[Einträge des Datensatzes]

>>>>

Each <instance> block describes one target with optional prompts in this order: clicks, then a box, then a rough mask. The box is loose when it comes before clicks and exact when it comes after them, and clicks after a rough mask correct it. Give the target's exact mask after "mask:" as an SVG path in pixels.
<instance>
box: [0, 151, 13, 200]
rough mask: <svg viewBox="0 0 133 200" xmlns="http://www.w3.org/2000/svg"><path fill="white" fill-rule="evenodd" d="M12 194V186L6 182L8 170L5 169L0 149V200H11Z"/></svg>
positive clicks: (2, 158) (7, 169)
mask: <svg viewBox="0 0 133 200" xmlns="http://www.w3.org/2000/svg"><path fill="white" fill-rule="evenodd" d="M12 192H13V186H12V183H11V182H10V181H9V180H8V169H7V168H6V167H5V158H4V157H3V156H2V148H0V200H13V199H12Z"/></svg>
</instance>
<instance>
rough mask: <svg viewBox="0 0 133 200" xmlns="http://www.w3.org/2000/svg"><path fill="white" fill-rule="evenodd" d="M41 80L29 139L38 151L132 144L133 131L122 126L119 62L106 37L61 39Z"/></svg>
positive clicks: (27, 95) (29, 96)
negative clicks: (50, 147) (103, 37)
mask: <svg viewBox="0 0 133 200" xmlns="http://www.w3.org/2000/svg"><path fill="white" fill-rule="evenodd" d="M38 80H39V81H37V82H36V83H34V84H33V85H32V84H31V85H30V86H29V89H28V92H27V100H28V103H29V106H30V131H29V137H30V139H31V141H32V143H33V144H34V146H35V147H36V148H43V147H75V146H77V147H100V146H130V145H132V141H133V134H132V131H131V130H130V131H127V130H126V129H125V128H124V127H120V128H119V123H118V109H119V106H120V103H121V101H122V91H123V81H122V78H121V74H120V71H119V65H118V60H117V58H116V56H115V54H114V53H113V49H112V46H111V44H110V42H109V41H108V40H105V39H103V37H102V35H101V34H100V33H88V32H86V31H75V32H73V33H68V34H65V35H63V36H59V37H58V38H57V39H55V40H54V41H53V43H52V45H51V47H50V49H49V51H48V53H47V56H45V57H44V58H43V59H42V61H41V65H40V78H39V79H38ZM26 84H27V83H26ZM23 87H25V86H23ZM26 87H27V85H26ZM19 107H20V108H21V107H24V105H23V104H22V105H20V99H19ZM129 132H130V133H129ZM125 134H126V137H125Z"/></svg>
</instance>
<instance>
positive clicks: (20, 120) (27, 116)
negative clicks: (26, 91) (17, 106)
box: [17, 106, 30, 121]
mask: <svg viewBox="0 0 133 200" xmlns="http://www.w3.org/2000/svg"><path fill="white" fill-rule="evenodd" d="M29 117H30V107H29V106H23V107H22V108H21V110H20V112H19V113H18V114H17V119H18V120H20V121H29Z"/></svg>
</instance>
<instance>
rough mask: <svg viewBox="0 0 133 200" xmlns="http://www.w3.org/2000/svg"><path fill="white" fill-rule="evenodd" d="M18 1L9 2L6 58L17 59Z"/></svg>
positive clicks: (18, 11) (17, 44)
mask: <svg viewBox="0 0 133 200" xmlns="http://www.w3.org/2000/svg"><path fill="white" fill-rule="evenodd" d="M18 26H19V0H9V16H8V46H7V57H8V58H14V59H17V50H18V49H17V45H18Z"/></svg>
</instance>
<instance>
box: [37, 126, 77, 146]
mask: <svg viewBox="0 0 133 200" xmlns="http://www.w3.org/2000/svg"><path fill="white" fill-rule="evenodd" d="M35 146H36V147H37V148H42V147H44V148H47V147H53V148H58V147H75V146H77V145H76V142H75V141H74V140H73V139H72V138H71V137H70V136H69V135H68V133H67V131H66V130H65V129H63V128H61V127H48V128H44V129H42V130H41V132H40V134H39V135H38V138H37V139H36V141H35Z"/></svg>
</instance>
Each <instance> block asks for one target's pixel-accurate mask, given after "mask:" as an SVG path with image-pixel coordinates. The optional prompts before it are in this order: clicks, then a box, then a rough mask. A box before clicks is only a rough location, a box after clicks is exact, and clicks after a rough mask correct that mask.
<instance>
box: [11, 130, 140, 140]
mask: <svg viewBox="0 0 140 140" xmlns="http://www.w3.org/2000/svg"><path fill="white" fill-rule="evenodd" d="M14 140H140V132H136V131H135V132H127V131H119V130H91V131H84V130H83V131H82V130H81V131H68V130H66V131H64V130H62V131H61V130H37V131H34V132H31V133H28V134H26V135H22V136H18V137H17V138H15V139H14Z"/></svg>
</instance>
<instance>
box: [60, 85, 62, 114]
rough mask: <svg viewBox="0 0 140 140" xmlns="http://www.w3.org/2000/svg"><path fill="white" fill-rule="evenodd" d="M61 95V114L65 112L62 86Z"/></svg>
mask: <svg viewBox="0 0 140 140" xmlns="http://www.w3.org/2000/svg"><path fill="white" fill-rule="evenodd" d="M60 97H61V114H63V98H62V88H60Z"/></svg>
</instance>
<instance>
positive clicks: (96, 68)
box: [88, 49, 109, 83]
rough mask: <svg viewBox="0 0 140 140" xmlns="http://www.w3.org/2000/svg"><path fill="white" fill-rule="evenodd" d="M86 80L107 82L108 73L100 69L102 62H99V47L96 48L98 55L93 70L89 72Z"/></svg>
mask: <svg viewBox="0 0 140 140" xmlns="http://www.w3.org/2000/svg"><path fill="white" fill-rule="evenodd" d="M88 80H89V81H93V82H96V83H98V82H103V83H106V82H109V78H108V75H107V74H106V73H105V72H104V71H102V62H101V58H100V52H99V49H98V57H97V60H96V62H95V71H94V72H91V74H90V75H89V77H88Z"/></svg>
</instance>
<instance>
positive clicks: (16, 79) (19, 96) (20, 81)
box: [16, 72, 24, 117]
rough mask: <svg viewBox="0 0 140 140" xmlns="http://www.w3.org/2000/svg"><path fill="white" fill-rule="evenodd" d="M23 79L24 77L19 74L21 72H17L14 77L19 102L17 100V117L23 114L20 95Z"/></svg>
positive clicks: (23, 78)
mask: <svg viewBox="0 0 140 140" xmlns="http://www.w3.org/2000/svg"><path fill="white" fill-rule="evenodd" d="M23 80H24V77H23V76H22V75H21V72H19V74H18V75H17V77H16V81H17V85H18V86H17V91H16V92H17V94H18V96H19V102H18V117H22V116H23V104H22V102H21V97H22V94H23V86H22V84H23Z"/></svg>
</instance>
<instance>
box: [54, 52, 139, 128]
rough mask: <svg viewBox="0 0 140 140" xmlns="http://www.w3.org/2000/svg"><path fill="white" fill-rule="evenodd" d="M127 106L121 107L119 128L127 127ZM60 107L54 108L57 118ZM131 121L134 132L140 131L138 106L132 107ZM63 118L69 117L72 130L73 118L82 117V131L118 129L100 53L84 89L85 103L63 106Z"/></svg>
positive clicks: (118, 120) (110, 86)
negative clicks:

<<<<

_AUFGABE_
Gib bitte die gesamte Auflistung oben Zeile für Zeile unverändert wieder.

_SCHRIFTLICHE LÖSUNG_
Each <instance> block describes one target with optional prompts in this order: clicks, then a box, then a rough mask. The box is loose when it comes before clicks and exact when it comes after them, and clicks after a rough mask correct it. Give the target's exact mask after "mask:" as an SVG path in pixels.
<instance>
box: [0, 151, 13, 200]
rough mask: <svg viewBox="0 0 133 200" xmlns="http://www.w3.org/2000/svg"><path fill="white" fill-rule="evenodd" d="M12 194V186L6 182L8 170L5 169L0 149V200H11Z"/></svg>
positive clicks: (2, 158) (7, 169)
mask: <svg viewBox="0 0 133 200" xmlns="http://www.w3.org/2000/svg"><path fill="white" fill-rule="evenodd" d="M12 192H13V186H12V183H11V182H10V181H9V180H8V169H7V168H6V167H5V158H4V157H3V156H2V148H0V200H13V199H12Z"/></svg>
</instance>
<instance>
rough mask: <svg viewBox="0 0 133 200" xmlns="http://www.w3.org/2000/svg"><path fill="white" fill-rule="evenodd" d="M41 80L29 139L38 151L132 144L133 131L122 126L119 62L106 37L61 39Z"/></svg>
positive clicks: (27, 95) (29, 96)
negative clicks: (50, 147) (103, 37)
mask: <svg viewBox="0 0 133 200" xmlns="http://www.w3.org/2000/svg"><path fill="white" fill-rule="evenodd" d="M38 80H39V81H37V82H36V83H34V84H33V85H32V84H31V85H30V86H29V89H28V92H27V100H28V103H29V106H30V131H29V137H30V139H31V141H32V143H33V144H34V146H35V147H36V148H43V147H75V146H77V147H100V146H130V145H132V141H133V134H132V131H131V130H130V131H127V130H126V129H125V128H124V127H120V128H119V123H118V109H119V106H120V103H121V101H122V91H123V81H122V78H121V74H120V71H119V65H118V60H117V58H116V56H115V54H114V53H113V49H112V46H111V44H110V42H109V41H108V40H105V39H103V37H102V35H101V34H100V33H88V32H86V31H75V32H73V33H68V34H65V35H63V36H59V37H58V38H57V39H55V40H54V41H53V43H52V45H51V47H50V49H49V51H48V53H47V56H45V57H44V58H43V59H42V61H41V65H40V78H39V79H38ZM26 84H27V83H26ZM23 87H25V86H23ZM26 87H27V85H26ZM19 107H20V108H21V107H24V105H23V104H22V105H20V99H19ZM129 132H130V133H129ZM125 134H126V137H125Z"/></svg>
</instance>
<instance>
positive clicks: (20, 120) (27, 116)
negative clicks: (26, 91) (17, 106)
box: [17, 106, 30, 121]
mask: <svg viewBox="0 0 133 200" xmlns="http://www.w3.org/2000/svg"><path fill="white" fill-rule="evenodd" d="M29 117H30V107H29V106H23V107H22V108H21V110H20V112H19V113H18V114H17V119H18V120H20V121H29Z"/></svg>
</instance>
<instance>
rough mask: <svg viewBox="0 0 133 200" xmlns="http://www.w3.org/2000/svg"><path fill="white" fill-rule="evenodd" d="M18 1L9 2L6 58L17 59Z"/></svg>
positive clicks: (18, 11) (17, 44)
mask: <svg viewBox="0 0 133 200" xmlns="http://www.w3.org/2000/svg"><path fill="white" fill-rule="evenodd" d="M18 26H19V0H9V16H8V46H7V57H8V58H14V59H17V50H18V49H17V45H18Z"/></svg>
</instance>
<instance>
box: [37, 126, 77, 146]
mask: <svg viewBox="0 0 133 200" xmlns="http://www.w3.org/2000/svg"><path fill="white" fill-rule="evenodd" d="M35 146H36V147H37V148H42V147H44V148H47V147H53V148H58V147H75V146H77V145H76V142H75V141H74V140H73V139H72V138H71V137H70V136H69V135H68V133H67V131H66V130H65V129H63V128H61V127H48V128H44V129H42V130H41V132H40V134H39V135H38V138H37V139H36V141H35Z"/></svg>
</instance>
Each <instance> block asks for one target's pixel-accurate mask, given after "mask:" as an SVG path with image-pixel coordinates. The optional prompts before it are in this order: clicks, then a box, then a rough mask. A box before clicks is only a rough location, a box after clicks is exact, and clicks after a rough mask correct that mask.
<instance>
box: [11, 130, 140, 140]
mask: <svg viewBox="0 0 140 140" xmlns="http://www.w3.org/2000/svg"><path fill="white" fill-rule="evenodd" d="M14 140H140V132H136V131H135V132H127V131H119V130H91V131H84V130H83V131H82V130H81V131H68V130H66V131H64V130H62V131H61V130H37V131H34V132H31V133H28V134H26V135H22V136H18V137H17V138H15V139H14Z"/></svg>
</instance>
<instance>
box: [60, 85, 62, 114]
rough mask: <svg viewBox="0 0 140 140" xmlns="http://www.w3.org/2000/svg"><path fill="white" fill-rule="evenodd" d="M61 95V114L65 112L62 86Z"/></svg>
mask: <svg viewBox="0 0 140 140" xmlns="http://www.w3.org/2000/svg"><path fill="white" fill-rule="evenodd" d="M60 97H61V114H63V98H62V88H60Z"/></svg>
</instance>
<instance>
positive clicks: (96, 68)
box: [88, 49, 109, 83]
rough mask: <svg viewBox="0 0 140 140" xmlns="http://www.w3.org/2000/svg"><path fill="white" fill-rule="evenodd" d="M86 80L107 82L108 73L100 69L102 62H99V47L96 48L98 55L93 70L89 72Z"/></svg>
mask: <svg viewBox="0 0 140 140" xmlns="http://www.w3.org/2000/svg"><path fill="white" fill-rule="evenodd" d="M88 80H89V81H93V82H96V83H98V82H103V83H106V82H109V78H108V75H107V74H106V73H105V72H104V71H102V62H101V58H100V52H99V49H98V57H97V60H96V62H95V71H94V72H91V74H90V75H89V77H88Z"/></svg>
</instance>
<instance>
positive clicks: (16, 79) (19, 96) (20, 81)
box: [16, 72, 24, 117]
rough mask: <svg viewBox="0 0 140 140" xmlns="http://www.w3.org/2000/svg"><path fill="white" fill-rule="evenodd" d="M23 79L24 77L19 74L21 72H17L14 77L19 102L17 100V117L23 114L20 95Z"/></svg>
positive clicks: (23, 78)
mask: <svg viewBox="0 0 140 140" xmlns="http://www.w3.org/2000/svg"><path fill="white" fill-rule="evenodd" d="M23 80H24V77H23V76H22V75H21V72H19V74H18V75H17V77H16V81H17V85H18V86H17V91H16V92H17V94H18V96H19V102H18V117H22V116H23V104H22V102H21V97H22V94H23V86H22V84H23Z"/></svg>
</instance>
<instance>
box: [54, 52, 139, 128]
rough mask: <svg viewBox="0 0 140 140" xmlns="http://www.w3.org/2000/svg"><path fill="white" fill-rule="evenodd" d="M127 106L121 107L119 128L127 127ZM60 107L54 108L57 118ZM131 121L134 132L140 131L138 106L132 107ZM63 118L69 117L72 130L73 118L82 117V131L118 129L100 53L84 89L85 103L63 106Z"/></svg>
positive clicks: (118, 120) (110, 86)
negative clicks:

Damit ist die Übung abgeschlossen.